[BEGIN]

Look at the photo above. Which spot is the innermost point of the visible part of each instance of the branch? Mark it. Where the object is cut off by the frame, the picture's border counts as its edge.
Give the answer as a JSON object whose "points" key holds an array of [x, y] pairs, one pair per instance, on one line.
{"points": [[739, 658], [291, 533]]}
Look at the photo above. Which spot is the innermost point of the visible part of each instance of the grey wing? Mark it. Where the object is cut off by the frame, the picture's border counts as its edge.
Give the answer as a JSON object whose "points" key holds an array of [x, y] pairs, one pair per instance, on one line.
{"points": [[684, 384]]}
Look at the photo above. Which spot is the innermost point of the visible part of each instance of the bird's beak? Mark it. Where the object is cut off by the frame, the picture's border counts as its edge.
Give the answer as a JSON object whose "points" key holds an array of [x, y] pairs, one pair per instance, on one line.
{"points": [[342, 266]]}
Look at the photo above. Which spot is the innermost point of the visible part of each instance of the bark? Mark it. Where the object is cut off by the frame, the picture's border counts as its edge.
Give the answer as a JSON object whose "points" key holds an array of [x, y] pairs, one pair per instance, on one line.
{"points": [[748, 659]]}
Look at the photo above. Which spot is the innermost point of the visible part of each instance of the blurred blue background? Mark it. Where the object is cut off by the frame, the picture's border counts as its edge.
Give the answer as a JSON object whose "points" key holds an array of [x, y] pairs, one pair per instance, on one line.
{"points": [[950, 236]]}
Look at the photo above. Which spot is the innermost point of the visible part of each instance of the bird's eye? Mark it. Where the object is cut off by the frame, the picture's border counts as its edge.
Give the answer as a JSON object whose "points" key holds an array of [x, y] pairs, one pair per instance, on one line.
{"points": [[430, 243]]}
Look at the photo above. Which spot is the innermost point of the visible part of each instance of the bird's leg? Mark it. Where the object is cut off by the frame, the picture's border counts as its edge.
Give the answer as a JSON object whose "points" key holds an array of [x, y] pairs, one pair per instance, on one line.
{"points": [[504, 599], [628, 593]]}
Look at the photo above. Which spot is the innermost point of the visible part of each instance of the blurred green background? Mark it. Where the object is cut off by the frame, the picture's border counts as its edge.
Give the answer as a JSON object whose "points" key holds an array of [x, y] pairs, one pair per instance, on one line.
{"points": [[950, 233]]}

[END]

WHAT IS NEEDED:
Can you rewrite every one of the rows above as a numbered list, leaving out any blank lines?

EXERCISE RESULT:
1. Look at the photo above. Which spot is the innermost point of the visible part of each instance of the branch? Mark it. Where the object is cut off by the frame, the picture's border counts as its edge.
2. Give the answer as a JSON object whose "points" key holds an array of [x, y] pairs, one pair per instance, on one line.
3. {"points": [[739, 658], [291, 533]]}
4. Look at the photo above. Which spot is the innermost point of the visible part of each instance of the grey wing? Mark it. Where the object is cut off by the frame, the picture's border counts as its edge.
5. Give the answer as a JSON object whose "points" key holds an array of [x, y] pairs, one pair per instance, on one line.
6. {"points": [[684, 384]]}
7. Look at the photo above. Which spot is the innermost point of the visible part of each instance of the bird's beak? Mark it. Where the object is cut off by the frame, the picture's border counts as its edge.
8. Give the answer as a JSON object whose "points" key holds an array of [x, y] pairs, one pair per instance, on one line.
9. {"points": [[342, 266]]}
10. Look at the photo above. Which spot is the innermost point of the visible part of each instance of the bark? Mark it. Where the object is cut off by the frame, the picture's border counts as its edge.
11. Give the answer as a JSON object whose "points" key holds an array of [x, y] pairs, one pair per instance, on one line.
12. {"points": [[748, 659]]}
13. Look at the photo above. Which spot is the innermost point of the visible part of each instance of the blurred blue background? Mark it. Where the object is cut off by the frame, the picture's border counts as its edge.
14. Give the answer as a JSON object whose "points" key holds an array of [x, y] pairs, one pair per instance, on one line.
15. {"points": [[950, 236]]}
16. Look at the photo above. Which spot is the innermost point of the visible part of each instance of the bird's eye? Mark it. Where the object is cut off by the frame, the picture's border counts as its edge.
17. Give the answer as a JSON object whose "points" key holds an array of [x, y] pairs, one pair per instance, on one line.
18. {"points": [[430, 243]]}
19. Look at the photo above. Which spot is the innermost point of the visible part of each instance of the bird's leg? Mark it. Where the object is cut off by the frame, the picture's border counts as its edge.
20. Give the answer as a JSON object whose "points" key holds an array of [x, y] pairs, one pair per instance, on one line.
21. {"points": [[504, 599], [628, 593]]}
22. Look at the photo above. Which spot is the innermost point of the visible part of each instance of the blurred green background? Mark it. Where the object is cut off by the frame, the picture's border counts as its edge.
23. Give the answer as a JSON object whose "points" key holds an array of [x, y] pairs, one pair per instance, on one line.
24. {"points": [[950, 233]]}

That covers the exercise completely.